## Provided material
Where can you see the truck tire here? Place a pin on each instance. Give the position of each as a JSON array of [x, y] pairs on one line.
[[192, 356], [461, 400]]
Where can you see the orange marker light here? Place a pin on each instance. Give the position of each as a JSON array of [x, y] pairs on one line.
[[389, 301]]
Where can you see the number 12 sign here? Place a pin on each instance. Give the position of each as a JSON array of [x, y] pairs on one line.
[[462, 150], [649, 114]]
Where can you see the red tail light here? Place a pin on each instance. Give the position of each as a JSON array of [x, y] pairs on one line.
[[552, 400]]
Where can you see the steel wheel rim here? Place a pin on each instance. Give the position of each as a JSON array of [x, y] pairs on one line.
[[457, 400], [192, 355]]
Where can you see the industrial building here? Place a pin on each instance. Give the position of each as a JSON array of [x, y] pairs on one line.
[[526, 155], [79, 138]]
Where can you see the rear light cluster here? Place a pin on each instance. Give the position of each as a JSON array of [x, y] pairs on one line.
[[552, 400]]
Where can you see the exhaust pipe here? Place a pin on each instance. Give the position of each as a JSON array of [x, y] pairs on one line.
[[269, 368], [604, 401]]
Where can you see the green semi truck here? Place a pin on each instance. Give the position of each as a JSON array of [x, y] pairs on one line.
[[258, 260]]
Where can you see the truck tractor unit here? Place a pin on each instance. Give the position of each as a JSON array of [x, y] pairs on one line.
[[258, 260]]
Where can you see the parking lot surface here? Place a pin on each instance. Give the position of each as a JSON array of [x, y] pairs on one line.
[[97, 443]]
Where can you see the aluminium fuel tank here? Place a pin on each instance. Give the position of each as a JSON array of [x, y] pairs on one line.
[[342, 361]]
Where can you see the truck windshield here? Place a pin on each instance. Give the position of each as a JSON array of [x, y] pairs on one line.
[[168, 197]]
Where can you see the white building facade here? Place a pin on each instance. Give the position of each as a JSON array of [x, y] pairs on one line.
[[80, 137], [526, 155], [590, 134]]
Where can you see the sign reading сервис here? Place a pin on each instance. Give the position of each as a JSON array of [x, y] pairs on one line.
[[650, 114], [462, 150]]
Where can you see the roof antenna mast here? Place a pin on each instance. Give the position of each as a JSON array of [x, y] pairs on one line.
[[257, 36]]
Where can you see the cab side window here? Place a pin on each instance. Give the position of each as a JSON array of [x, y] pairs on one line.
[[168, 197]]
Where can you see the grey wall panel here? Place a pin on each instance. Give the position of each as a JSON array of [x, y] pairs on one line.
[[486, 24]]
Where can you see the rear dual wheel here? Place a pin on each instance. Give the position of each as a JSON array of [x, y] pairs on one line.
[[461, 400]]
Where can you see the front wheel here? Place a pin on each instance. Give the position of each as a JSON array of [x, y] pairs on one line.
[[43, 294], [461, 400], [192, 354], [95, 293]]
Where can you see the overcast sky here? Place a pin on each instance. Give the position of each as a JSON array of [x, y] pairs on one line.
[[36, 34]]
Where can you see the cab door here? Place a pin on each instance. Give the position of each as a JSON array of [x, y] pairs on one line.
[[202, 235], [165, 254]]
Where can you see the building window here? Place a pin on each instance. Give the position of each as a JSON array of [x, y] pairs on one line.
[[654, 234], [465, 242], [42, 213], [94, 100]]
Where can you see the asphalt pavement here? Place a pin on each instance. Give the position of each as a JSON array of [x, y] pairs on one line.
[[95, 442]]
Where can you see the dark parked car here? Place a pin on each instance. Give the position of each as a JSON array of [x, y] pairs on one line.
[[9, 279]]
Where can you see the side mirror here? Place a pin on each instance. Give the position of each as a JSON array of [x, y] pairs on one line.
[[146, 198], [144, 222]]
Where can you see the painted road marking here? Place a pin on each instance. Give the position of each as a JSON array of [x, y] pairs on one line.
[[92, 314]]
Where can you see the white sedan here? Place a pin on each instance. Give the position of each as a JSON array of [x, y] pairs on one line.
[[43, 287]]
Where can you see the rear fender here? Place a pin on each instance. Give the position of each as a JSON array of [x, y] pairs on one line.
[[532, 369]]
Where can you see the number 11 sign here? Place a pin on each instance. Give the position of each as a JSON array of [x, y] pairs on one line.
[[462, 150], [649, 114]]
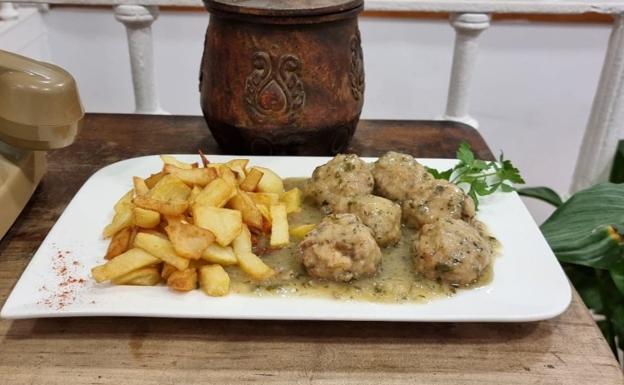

## Instructions to follow
Please format the lines as a numbered list with blank lines left out, beginning at the line that contains "Where can you see the steel" and stopping after the line that contains "[[526, 155], [79, 138]]".

## The response
1. Where can you see the steel wheel rim here? Place a pin on each instance. Give the position of each as a JSON array of [x, y] pairs on one line.
2. [[457, 400], [192, 355]]
3. Where can you see the industrial building here? Place a pin on each instance. Give the position of each as a JSON array of [x, y] pairs on one line.
4. [[526, 155], [79, 138]]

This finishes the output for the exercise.